C’est un fait : César aimait réécrire l’histoire, et celle qu’il relate dans son De Bello Gallico est un morceau de choix. « En une campagne, deux batailles dont une fictive et un massacre, César s’était rendu maître du redoutable peuple belge qui semblait, quelques pages auparavant, menacer jusqu’à Rome… », ironise Baudouin Decharneux. Au final, « le mythe est bien pauvre et le courage des Belges assez pathétique ».
On est pourtant bien forcé de se fier un minimum à la parole de César, pour essayer de deviner ce qui s’est passé dans nos régions à son époque. Eugène Warmenbol, spécialiste de protohistoire européenne à l’ULB, mesure tout l’apport du personnage : « L’histoire de la Belgique ne s’écrit pas de la même manière « avant » César ou « après » César. Avec lui, la Belgique entre dans l’Histoire. Avant lui, elle appartient à l’archéologie. » Que la Guerre des Gaules reste un ouvrage de référence, c’est une évidence. Avis au lecteur : « Gardons à l’esprit qu’il ne s’agit pas d’un ouvrage d’histoire mais d’apologie et de propagande. »
-.-.-
Objectif 1> Dressez la liste de toutes les personnes nommées dans l'extrait sur César et la Belgique.
Objectif 2> Relevez chaque ligne des enregistrements qui contient la chaîne "marking", en respectant la casse, et recopiez-la.

Données>
-.-.-
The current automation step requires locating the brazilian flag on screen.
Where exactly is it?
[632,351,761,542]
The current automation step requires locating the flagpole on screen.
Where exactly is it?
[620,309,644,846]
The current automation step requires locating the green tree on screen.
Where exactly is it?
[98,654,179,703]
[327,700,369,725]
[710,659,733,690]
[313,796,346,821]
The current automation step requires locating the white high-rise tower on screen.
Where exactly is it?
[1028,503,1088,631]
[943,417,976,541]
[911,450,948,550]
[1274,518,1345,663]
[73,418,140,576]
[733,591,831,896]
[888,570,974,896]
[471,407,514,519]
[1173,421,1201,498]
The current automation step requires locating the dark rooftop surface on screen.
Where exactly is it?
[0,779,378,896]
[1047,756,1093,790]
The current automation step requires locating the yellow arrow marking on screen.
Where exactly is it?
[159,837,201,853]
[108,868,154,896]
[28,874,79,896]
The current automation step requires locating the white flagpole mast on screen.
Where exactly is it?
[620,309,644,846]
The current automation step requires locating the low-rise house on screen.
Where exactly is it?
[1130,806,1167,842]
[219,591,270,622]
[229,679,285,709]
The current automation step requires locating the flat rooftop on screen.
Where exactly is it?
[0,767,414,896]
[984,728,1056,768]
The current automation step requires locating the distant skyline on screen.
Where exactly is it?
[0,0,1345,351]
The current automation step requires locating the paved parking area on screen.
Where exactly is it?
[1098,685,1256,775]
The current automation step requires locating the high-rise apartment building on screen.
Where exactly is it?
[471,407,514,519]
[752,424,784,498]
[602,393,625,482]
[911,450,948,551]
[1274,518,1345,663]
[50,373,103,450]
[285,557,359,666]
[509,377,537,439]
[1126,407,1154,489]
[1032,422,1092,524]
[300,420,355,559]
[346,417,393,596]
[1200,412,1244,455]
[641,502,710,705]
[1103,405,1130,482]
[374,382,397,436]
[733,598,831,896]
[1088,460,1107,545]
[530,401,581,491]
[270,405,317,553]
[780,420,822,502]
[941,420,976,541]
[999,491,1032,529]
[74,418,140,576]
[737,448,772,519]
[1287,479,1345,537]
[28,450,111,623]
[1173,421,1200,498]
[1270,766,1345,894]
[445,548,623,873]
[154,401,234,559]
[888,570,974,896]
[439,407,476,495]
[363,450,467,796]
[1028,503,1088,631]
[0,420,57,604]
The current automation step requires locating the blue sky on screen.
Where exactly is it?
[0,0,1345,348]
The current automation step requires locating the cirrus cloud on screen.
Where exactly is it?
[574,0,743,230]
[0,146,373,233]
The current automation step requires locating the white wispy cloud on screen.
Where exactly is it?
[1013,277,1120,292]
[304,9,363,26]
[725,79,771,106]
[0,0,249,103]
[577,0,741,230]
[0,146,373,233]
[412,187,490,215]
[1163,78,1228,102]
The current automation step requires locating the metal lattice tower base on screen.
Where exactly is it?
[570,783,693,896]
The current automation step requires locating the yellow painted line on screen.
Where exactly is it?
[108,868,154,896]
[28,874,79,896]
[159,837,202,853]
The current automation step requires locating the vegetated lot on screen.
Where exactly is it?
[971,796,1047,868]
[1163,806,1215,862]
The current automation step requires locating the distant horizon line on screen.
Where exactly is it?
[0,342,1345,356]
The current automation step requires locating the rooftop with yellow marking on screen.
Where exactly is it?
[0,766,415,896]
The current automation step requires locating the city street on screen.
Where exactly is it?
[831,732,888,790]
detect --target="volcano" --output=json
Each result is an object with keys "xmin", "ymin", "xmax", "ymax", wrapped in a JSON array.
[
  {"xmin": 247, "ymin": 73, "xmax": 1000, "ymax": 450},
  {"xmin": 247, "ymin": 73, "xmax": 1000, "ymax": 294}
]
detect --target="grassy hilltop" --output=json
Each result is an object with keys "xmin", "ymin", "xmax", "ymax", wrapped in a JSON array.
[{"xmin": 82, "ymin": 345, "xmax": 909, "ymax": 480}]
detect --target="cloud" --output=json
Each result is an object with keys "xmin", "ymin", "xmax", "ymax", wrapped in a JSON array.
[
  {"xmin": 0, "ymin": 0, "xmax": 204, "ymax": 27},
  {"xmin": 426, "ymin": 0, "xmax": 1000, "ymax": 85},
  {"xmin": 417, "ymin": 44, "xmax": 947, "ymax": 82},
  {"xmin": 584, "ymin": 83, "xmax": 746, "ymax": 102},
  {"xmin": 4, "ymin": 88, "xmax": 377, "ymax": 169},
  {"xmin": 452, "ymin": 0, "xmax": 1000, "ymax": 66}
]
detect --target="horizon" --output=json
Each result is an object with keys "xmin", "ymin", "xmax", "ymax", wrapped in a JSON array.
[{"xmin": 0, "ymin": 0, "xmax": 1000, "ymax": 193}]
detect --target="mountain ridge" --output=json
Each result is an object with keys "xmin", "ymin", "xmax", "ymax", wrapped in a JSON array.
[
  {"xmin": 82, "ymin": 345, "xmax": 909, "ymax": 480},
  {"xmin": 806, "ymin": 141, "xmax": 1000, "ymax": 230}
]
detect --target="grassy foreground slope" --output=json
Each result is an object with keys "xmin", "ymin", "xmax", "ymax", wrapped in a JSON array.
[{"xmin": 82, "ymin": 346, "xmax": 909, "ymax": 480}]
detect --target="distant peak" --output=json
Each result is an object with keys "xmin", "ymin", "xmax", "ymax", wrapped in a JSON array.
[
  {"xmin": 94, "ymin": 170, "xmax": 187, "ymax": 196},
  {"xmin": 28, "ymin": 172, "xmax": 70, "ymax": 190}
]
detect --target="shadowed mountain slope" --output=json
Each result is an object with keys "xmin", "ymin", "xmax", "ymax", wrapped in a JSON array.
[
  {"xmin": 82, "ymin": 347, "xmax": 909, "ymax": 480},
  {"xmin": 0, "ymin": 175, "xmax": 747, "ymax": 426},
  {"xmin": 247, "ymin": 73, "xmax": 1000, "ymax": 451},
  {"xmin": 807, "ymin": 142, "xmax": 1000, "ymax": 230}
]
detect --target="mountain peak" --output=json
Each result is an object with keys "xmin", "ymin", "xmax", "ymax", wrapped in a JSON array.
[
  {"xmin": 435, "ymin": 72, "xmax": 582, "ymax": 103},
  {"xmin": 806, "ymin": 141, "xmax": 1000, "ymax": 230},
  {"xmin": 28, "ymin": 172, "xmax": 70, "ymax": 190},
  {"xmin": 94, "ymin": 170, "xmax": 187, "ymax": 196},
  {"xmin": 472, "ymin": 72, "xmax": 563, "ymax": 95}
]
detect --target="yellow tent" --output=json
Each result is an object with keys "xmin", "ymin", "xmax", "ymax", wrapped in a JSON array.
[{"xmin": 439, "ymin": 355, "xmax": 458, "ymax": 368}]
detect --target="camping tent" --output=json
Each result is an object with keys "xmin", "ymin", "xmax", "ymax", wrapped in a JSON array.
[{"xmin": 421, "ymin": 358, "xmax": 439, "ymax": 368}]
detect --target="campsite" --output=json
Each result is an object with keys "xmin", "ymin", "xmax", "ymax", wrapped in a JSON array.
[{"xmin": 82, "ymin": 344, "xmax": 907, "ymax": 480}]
-.-.-
Corrigé 1> César, Baudouin Decharneux, Eugène Warmenbol

Corrigé 2>
The current automation step requires locating the yellow arrow marking on screen.
The current automation step requires locating the rooftop with yellow marking on screen.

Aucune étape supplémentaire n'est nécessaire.